**Bloco de texto:**
PAULO FREIRE: HISTÓRIA, HISTORICIDADE, ENSINO E CIDADANIA - Cristiano Biazzo Simon
Vários estudos têm evidenciado as mudanças sociais ocorridas com o processo de globalização e seus efeitos na vida das pessoas. Acerca desse processo, Sousa Santos (2003) critica o fato de a definição estar sempre vinculada a aspectos econômicos, que tiveram “como conseqüência dramática a transnacionalização da produção de bens e serviços e dos mercados financeiros”, preferindo privilegiar uma definição mais sensível às dimensões sociais, políticas e culturais por entender que não existe uma globalização, mas globalizações.
Essa nova experiência social propiciou também a emergência de uma vontade de desordem e de emancipação, o que trouxe como conseqüência a noção clara de que “o inimigo das soluções fundamentais terá que ser buscado em múltiplos lugares, inclusivamente em nós mesmos [e é por isso também] que a crise da ordem social torna mais difícil, e não mais fácil, pensar a desordem verdadeiramente emancipadora”. Santos (2011), ao fazer referência a esse processo, enfatiza que outra forma de globalização poderia ocorrer oriunda dos movimentos sociais e da periferia, onde um conhecimento que fosse produzido no interior de uma crítica às grandes corporações da mídia questionasse a lógica da relação produto – capital – produtividade que alicerçaria a ideologia neoliberal.
Em função das questões expostas, se torna possível afirmar que o ensino de história na atualidade coloca como desafio construir um conhecimento que propicie uma prática pedagógica capaz de preparar os alunos para um “raciocínio histórico independente”. Assim, estaríamos formando cidadãos preparados para usar suas habilidades, tanto na identificação de problemas sociais, como em suas decisões pessoais cotidianas. O ensino de história, portanto, poderá funcionar como uma estratégia para aqueles que queiram resistir à imposição de outros, de uma consciência histórica forasteira e escolher em seu lugar, criar a sua própria, para recorrermos às palavras de Laville (2002).
No meu entendimento, a obra de Paulo Freire vai ao encontro desses objetivos pelo fato de conceber a história humana como possibilidade e futuro, concepção esta “autenticamente comprometida com a libertação/humanização do mundo sociocultural e historicamente construído”. Sua obra, por intermédio de categorias como “inconclusão”, “ser mais” e “consciência humana sobre sua condição de ser no mundo”, convergem para uma visão de história que refuta fatalismos e determinismos e concebe a capacidade e a responsabilidade da espécie humana pelos destinos de si mesma e do mundo (ZITKOSKI, 2010).
Laville (2002) salienta que um dos objetivos da educação histórica hoje está em formar o cidadão como alguém capaz de pensar criticamente a “realidade” do seu tempo e de participar na sociedade democrática de acordo com os seus princípios. Objetivo bem diferente do ensino de história vinculado ao Estado–Nação que, através de uma versão oficial de um passado histórico compartilhado, promovia, no cidadão, o respeito à ordem estabelecida. Ou seja, o que coloca como fundamental hoje é a mudança de uma metodologia a serviço da nação para uma metodologia a serviço da democracia e da formação do pensamento crítico.

**Dados fornecidos:**
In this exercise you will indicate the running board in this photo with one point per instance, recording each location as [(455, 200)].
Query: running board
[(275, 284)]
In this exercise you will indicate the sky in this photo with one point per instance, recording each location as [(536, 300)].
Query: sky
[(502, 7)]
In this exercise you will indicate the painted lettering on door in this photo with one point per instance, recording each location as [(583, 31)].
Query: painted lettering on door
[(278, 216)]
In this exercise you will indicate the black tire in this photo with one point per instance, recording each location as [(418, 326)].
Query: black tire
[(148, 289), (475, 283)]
--
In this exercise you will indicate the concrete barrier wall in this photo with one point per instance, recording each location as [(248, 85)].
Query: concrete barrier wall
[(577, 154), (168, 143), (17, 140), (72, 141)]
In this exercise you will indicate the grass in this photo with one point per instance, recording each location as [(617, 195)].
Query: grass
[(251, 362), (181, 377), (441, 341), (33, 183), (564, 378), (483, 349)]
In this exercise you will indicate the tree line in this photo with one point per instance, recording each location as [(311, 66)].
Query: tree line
...
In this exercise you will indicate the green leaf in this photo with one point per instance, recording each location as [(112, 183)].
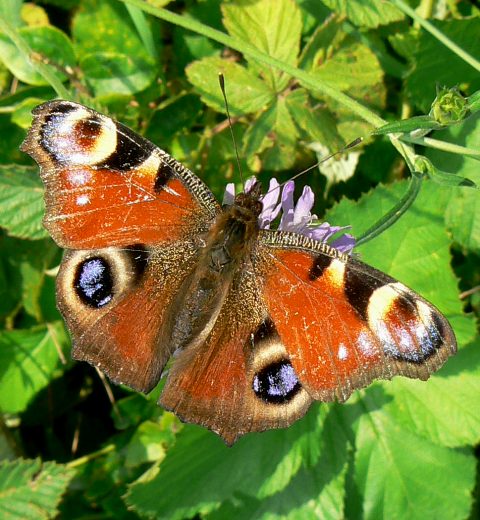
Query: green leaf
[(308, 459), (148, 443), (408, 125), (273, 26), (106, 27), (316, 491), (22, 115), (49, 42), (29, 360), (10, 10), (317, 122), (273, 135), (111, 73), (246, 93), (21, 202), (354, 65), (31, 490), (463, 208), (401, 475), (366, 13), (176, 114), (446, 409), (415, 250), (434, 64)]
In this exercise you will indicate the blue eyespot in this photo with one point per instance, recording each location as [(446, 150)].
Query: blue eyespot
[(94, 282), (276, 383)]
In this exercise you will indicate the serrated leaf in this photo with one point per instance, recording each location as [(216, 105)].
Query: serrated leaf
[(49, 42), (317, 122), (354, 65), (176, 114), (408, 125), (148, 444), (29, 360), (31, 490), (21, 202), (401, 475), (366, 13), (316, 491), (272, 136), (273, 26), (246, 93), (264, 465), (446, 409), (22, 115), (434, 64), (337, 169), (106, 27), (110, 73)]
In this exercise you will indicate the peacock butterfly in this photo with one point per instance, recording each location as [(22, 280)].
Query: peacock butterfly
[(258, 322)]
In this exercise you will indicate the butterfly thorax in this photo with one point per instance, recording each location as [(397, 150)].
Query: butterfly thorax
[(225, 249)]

**Enunciado:**
Edite o trecho do texto sobre Paulo Freire e o ensino de história que vai de "Laville (2002) salienta" até "do pensamento crítico.", inclusive, trocando "metodologia" por "abordagem".

**Resposta escrita:**
Laville (2002) salienta que um dos objetivos da educação histórica hoje está em formar o cidadão como alguém capaz de pensar criticamente a “realidade” do seu tempo e de participar na sociedade democrática de acordo com os seus princípios. Objetivo bem diferente do ensino de história vinculado ao Estado–Nação que, através de uma versão oficial de um passado histórico compartilhado, promovia, no cidadão, o respeito à ordem estabelecida. Ou seja, o que coloca como fundamental hoje é a mudança de uma abordagem a serviço da nação para uma abordagem a serviço da democracia e da formação do pensamento crítico.